╭─ Kutipan Teks

DASAWARNA DRAMATURGI SEHARI-HARI

Pengantar Pameran Dasawarna Lukisan Cat air

DASAWARNA DRAMATURGI SEHARI-HARI

Oleh: Aa Nurjaman

 

100 lukisan cat air buah karya 10 seniman digelar dalam pameran “Dasa Warna Ekspresi Cat Air 2021” di Taman Budaya Yogyakarta, pada 4 – 8 Desember 2021. Kesepuluh seniman cat air antara lain: I Made Sutarjaya, Agus Budiyanto, Augustinus Madyana Putra, Gagoek Hardiman, I Gusti Ngurah Dharma Kusuma, Untoro Tanu Merto, Harry Suryo, Nanang Widjaya, S. Nym Kaler Sutama dan Leli Kamal. Mereka menampilkan beragam objek lukisan antara lain: prosesi spiritual di Pura Bali, sisi unik kehidupan penari Bali, kehidupan kota, gedung heritage, sampai pada karya-karya abstrak ekspresionis. Namun demikian, dari sebagian besar lukisan yang terpajang merupakan wujud dari proses melukis langsung di alam terbuka yang biasa disebut on the spot.

╰─
╭─ Daftar Butir

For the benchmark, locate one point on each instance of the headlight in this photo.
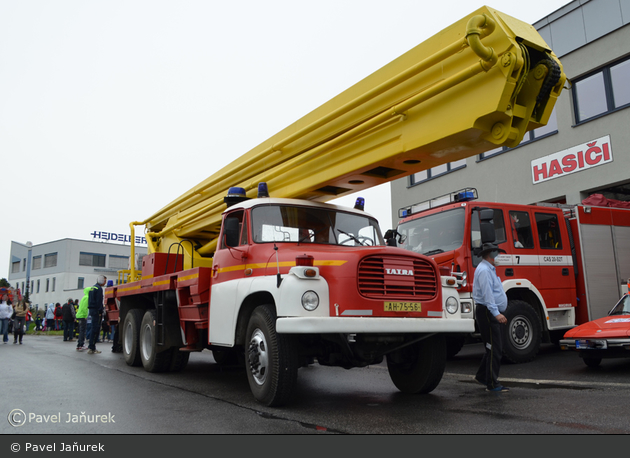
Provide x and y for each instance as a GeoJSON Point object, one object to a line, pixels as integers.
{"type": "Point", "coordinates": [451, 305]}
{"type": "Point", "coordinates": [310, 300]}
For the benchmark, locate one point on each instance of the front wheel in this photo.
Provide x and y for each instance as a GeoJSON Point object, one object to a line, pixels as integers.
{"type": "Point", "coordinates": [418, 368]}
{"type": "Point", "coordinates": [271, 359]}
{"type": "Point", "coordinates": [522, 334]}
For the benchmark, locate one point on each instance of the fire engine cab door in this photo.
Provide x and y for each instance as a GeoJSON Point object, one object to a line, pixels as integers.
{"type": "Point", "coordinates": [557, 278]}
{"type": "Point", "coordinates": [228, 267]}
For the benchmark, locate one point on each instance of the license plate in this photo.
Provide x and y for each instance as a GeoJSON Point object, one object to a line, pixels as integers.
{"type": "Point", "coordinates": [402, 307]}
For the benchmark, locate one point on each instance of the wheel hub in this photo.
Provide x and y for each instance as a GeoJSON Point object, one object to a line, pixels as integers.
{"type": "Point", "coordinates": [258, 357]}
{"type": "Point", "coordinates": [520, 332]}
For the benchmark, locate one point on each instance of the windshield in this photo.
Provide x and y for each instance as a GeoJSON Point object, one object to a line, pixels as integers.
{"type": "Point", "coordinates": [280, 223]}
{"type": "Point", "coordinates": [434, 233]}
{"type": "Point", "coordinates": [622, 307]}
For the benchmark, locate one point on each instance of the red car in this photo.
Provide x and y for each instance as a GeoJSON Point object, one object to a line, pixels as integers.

╰─

» **Soal Singkat 1**
Menurut teks pengantar pameran, di mana pameran cat air itu digelar?
» **Soal Singkat 2**
Ulangi baris-baris dalam daftar baris, mulai dari baris yang memuat "car in this photo." sampai baris terakhir daftar itu, termasuk kedua ujungnya.

» **Jawaban Tertulis 1**
Pameran itu digelar di Taman Budaya Yogyakarta.

» **Jawaban Tertulis 2**
For the benchmark, locate one point on each instance of the red car in this photo.
Provide x and y for each instance as a GeoJSON Point object, one object to a line, pixels as integers.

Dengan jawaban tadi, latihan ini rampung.